# TASK GOAL:
Express the part of the material that opens with the line containing "red tiled roof -> box" and closes with the line containing "top-left (0, 258), bottom-right (70, 340)" as a JSON list of strings, one string per line with blank lines omitted. Include both end lines and nothing outside that span.

##### THE INPUT

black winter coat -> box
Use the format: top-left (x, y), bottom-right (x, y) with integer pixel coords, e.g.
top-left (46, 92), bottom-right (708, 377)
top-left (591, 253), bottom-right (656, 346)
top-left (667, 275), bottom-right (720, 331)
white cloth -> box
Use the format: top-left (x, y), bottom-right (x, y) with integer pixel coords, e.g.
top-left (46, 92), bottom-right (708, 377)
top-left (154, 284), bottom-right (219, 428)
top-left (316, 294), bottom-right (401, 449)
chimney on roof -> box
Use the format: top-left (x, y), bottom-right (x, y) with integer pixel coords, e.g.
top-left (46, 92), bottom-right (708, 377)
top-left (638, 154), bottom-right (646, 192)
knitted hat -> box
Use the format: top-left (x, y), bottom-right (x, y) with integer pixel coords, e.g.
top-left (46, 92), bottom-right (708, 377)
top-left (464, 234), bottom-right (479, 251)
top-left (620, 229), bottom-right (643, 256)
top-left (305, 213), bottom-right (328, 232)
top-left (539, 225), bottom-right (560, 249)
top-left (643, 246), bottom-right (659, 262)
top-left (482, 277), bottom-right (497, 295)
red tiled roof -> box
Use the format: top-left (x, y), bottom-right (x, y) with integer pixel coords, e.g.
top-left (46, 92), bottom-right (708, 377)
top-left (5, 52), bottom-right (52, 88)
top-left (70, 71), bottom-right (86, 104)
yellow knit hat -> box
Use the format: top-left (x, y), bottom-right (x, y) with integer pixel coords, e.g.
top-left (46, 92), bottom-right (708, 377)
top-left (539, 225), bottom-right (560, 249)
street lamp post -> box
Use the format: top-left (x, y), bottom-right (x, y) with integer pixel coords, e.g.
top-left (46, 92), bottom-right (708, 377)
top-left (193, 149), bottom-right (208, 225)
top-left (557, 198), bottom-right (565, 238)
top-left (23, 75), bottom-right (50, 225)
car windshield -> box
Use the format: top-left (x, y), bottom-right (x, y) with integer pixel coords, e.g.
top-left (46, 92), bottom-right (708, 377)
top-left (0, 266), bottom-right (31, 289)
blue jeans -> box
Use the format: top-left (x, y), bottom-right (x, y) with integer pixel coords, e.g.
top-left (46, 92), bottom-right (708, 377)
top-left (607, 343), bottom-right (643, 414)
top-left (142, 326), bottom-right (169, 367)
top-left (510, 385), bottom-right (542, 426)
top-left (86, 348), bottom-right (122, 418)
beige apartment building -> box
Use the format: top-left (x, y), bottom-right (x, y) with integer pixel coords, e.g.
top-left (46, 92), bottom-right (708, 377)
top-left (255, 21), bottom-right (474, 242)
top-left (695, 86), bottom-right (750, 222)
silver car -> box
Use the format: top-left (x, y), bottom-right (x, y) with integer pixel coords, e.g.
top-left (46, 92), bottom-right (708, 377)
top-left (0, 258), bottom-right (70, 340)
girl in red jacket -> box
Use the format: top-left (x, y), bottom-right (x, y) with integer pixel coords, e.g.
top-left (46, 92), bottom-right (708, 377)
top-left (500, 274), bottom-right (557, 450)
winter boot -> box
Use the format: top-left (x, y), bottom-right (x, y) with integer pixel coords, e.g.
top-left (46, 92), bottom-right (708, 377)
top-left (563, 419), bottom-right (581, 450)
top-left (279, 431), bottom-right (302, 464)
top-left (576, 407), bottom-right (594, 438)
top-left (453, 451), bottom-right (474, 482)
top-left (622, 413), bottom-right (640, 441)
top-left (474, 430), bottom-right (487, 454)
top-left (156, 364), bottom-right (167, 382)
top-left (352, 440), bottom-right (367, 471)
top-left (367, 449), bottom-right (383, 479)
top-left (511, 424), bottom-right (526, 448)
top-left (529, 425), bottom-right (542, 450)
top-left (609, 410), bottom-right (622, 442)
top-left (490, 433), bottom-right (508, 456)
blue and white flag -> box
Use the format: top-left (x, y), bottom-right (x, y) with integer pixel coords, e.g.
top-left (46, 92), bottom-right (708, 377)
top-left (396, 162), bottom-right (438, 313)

##########

# TASK ANSWER:
[
  "red tiled roof -> box",
  "Use the format: top-left (x, y), bottom-right (x, y) with integer pixel coords, e.g.",
  "top-left (46, 92), bottom-right (708, 377)",
  "top-left (5, 52), bottom-right (52, 88)",
  "top-left (70, 71), bottom-right (86, 104)",
  "yellow knit hat -> box",
  "Use the format: top-left (x, y), bottom-right (x, y) with integer pixel coords, e.g.",
  "top-left (46, 92), bottom-right (708, 377)",
  "top-left (539, 225), bottom-right (560, 249)",
  "street lamp post -> box",
  "Use the format: top-left (x, y), bottom-right (x, y) with integer pixel coords, e.g.",
  "top-left (46, 92), bottom-right (708, 377)",
  "top-left (193, 149), bottom-right (208, 225)",
  "top-left (557, 198), bottom-right (565, 238)",
  "top-left (23, 75), bottom-right (50, 225)",
  "car windshield -> box",
  "Use the format: top-left (x, y), bottom-right (x, y) with integer pixel coords, e.g.",
  "top-left (46, 92), bottom-right (708, 377)",
  "top-left (0, 266), bottom-right (31, 289)",
  "blue jeans -> box",
  "Use the format: top-left (x, y), bottom-right (x, y) with integer pixel coords, e.g.",
  "top-left (46, 92), bottom-right (708, 377)",
  "top-left (607, 343), bottom-right (643, 414)",
  "top-left (142, 326), bottom-right (169, 367)",
  "top-left (510, 385), bottom-right (542, 426)",
  "top-left (86, 348), bottom-right (122, 418)",
  "beige apartment building -> box",
  "Use the format: top-left (x, y), bottom-right (x, y) with integer pixel coords, e.g.",
  "top-left (46, 92), bottom-right (708, 377)",
  "top-left (255, 21), bottom-right (474, 242)",
  "top-left (695, 86), bottom-right (750, 222)",
  "silver car -> box",
  "Use the format: top-left (x, y), bottom-right (x, y) with integer pixel coords, e.g.",
  "top-left (46, 92), bottom-right (708, 377)",
  "top-left (0, 258), bottom-right (70, 340)"
]